With C# 6 nearly complete, work has begun on the next version. Like past versions, the first step is to set an overall theme and scope for what is to come. That vision has been shared by Mads Torgersen by publishing the first set of meeting notes for the C# 7 design team.
It's important to note that the C# design team is still in charge of the language. This is not a democratic process. We derive immense value from comments and UserVoice votes, but in the end the governance model for C# is benevolent dictatorship. We think design in a small close-knit group where membership is long-term is the right model for ensuring that C# remains tasteful, consistent, not too big and generally not "designed by committee".
Working with data
The first theme is about finding better ways to work with data. Not objects, which are behaviors closed tied to their data, but just the data itself. Mads continues,
Functional programming languages are often better set up for this: data is immutable (representing information, not state), and is manipulated from the outside, using a freely growable and context-dependent set of functions, rather than a fixed set of built-in virtual methods. Let’s continue being inspired by functional languages, and in particular other languages – F#, Scala, Swift – that aim to mix functional and object-oriented concepts as smoothly as possible.
Possible C# features in this category include:
- pattern matching
- tuples
- "denotable" anonymous types
- "records" - compact ways of describing shapes
- working with common data structures (List/Dictionary)
- extension members
- slicing
- immutability
- structural typing/shapes?
Many of these features were considered for C# 6, but didn’t quite make the cut. Part of the reason they were delayed is that Microsoft is concerned about getting the interaction between the various features right.
Performance and reliability (and interop)
The last few versions of C# focused on ease of use. Language features such LINQ and async/await don’t directly make programs faster, though they do reduce the amount of effort to use better performing patterns.
For serious performance gains where CPU cycles really matter, C# needs to improve its ability to deal with interopt and memory. Interopt is easy to understand, the cheaper it is to call a native C or C++ function, the better the application will perform. This is especially true when working with libraries that are “chatty” and require many short function calls.
In regards to memory, C# currently offers few options. Data can be always copied (structs) or always stack allocated (classes), with the option to pass either by reference as a parameter. The CLR has other features to reduce unnecessary copying such as “ref returns” and “ref locals” which C# could expose. But these leads to questions such as “If a method call can return a variable as opposed to a value, does that mean you can now assign to it?”.

☆ ☆ ☆

> _EXERCISE INSTRUCTIONS_:
- 1) Answer these questions using the C# 7 article.
(a) What governance model does the article name for C#?
(b) Which three languages does the article name as mixing functional and object-oriented concepts?
(c) Which two CLR features does the article say C# could expose to reduce unnecessary copying?
- 2) Continue the C# 7 article from the point where it stops.

[Excerpts of pointing data]
☆ ☆ ☆

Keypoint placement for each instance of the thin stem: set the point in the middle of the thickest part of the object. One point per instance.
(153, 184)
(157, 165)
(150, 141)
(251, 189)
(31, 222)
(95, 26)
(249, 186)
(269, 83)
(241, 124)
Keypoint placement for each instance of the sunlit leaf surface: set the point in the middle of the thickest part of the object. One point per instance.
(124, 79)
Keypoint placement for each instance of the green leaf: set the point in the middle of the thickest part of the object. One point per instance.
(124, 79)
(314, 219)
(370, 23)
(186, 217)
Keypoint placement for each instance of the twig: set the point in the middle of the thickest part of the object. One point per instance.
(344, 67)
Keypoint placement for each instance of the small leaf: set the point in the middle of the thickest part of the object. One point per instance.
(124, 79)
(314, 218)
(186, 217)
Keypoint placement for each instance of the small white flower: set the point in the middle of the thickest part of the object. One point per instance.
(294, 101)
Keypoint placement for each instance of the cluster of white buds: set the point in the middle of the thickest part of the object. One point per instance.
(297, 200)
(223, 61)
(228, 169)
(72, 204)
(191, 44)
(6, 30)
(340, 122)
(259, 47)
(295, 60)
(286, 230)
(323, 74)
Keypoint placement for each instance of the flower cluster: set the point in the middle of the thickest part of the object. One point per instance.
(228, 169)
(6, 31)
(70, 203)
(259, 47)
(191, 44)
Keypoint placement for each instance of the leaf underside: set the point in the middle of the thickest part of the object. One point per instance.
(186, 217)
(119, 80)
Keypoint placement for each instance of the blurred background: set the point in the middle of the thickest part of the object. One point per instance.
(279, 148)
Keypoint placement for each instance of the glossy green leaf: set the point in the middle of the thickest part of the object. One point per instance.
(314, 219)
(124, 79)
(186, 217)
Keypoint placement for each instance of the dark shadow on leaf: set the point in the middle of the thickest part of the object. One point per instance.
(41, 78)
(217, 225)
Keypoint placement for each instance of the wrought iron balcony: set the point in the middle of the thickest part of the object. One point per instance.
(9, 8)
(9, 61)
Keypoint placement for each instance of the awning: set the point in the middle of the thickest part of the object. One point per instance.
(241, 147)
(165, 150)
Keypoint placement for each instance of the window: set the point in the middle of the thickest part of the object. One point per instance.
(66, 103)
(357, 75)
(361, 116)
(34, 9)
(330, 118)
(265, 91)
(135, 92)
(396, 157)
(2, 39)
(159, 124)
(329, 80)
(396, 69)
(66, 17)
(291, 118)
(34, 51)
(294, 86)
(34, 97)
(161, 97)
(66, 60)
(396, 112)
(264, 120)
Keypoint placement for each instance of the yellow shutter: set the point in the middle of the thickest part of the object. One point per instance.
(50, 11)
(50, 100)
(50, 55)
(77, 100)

☆ ☆ ☆

> _ANSWERS TO THE EXERCISES_:
- 1)
(a) Benevolent dictatorship.
(b) F#, Scala and Swift.
(c) "Ref returns" and "ref locals".

- 2)
m(x, y) = 5;
Mads also asks, “You can now imagine getter-only properties or indexers returning refs that can be assigned to. Would this be quite confusing?”
Componentization
With .NET being pushed to new platforms and runtimes and its libraries changing at an ever increasing pace, componentization is a major concern. That said, the language isn’t going to be the driving factor, it just needs to support what’s happening elsewhere in the ecosystem.
Distribution
With cloud computing making it easier than ever to scale out, industry experts believe that distributed computing is expected to be a major focus over the next decade. We’ve already seen the beginning of that trend in NoSQL and Map-Reduce style databases.
Mads specifically calls out two areas where C# can be improved in a way that is beneficial to those building distributed systems:
Async sequences: We introduced single-value asynchrony in C# 5, but do not yet have a satisfactory approach to asynchronous sequences or streams
Serialization: we may no longer be into directly providing built-in serialization, but we need to make sure we make it reasonable to custom-serialize data - even when it's immutable, and without requiring costly reflection.
Metaprogramming
While features such as partial classes make code generation easier to work with, the tooling story isn’t that great.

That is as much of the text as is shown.